[Data records]
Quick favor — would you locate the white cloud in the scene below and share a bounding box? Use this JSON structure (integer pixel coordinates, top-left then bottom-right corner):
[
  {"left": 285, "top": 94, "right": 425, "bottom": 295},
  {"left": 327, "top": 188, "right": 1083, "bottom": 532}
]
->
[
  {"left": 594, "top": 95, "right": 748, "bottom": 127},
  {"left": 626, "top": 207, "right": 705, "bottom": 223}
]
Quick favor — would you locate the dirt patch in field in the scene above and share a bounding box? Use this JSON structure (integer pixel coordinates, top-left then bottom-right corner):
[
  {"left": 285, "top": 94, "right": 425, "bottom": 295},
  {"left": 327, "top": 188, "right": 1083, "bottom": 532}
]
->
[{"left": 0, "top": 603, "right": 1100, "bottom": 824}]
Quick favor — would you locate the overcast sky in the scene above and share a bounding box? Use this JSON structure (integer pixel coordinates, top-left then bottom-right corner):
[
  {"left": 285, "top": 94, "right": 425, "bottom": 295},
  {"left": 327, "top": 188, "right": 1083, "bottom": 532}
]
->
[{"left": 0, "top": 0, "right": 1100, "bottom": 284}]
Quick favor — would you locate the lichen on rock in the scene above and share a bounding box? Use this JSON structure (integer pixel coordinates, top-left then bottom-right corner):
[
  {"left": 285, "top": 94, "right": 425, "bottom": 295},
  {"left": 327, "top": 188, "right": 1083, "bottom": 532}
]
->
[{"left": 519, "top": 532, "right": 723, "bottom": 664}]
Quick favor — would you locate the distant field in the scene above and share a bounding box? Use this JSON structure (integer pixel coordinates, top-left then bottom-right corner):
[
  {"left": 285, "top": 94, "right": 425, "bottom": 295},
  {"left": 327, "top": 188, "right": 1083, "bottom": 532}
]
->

(Required task): Format every line of the items above as a numbered list, omitting any blank lines.

(Written answer):
1. Quick favor — would you locate the white cloud in the scene below and share a bounding box? Use this JSON structure (integer pixel coordinates, top-left then bottom-right corner):
2. [
3.   {"left": 285, "top": 94, "right": 425, "bottom": 295},
4.   {"left": 327, "top": 188, "right": 1083, "bottom": 532}
5. ]
6. ->
7. [
8.   {"left": 594, "top": 95, "right": 748, "bottom": 127},
9.   {"left": 626, "top": 207, "right": 705, "bottom": 223}
10. ]
11. Quick favor — would you locate the dirt patch in field in the scene above and share a bounding box? Use this JSON structure (integer pixel coordinates, top-left then bottom-right corner):
12. [
13.   {"left": 285, "top": 94, "right": 425, "bottom": 295},
14.   {"left": 327, "top": 188, "right": 1083, "bottom": 532}
15. ]
16. ->
17. [{"left": 0, "top": 603, "right": 1100, "bottom": 824}]
18. Quick favor — would you locate the overcast sky in the scene above and share a bounding box? Use this JSON structure (integer pixel coordinates, top-left then bottom-right corner):
19. [
20.   {"left": 285, "top": 94, "right": 425, "bottom": 295},
21.   {"left": 327, "top": 188, "right": 1083, "bottom": 532}
22. ]
23. ->
24. [{"left": 0, "top": 0, "right": 1100, "bottom": 284}]
25. Quick favor — would you locate the lichen on rock in the scene above and share a bounding box? Use this JSON structure (integer pixel coordinates, top-left then bottom-right corner):
26. [
27.   {"left": 285, "top": 94, "right": 425, "bottom": 295},
28.   {"left": 327, "top": 188, "right": 1083, "bottom": 532}
29. ]
30. ->
31. [{"left": 519, "top": 532, "right": 723, "bottom": 664}]
32. Quick favor — would you locate the distant field in the scene above and share a bounding box? Use this JSON structure (integer pixel coordinates, top-left then bottom-right corner):
33. [
34.   {"left": 285, "top": 94, "right": 425, "bottom": 295},
35.   {"left": 327, "top": 188, "right": 1083, "bottom": 532}
36. ]
37. ->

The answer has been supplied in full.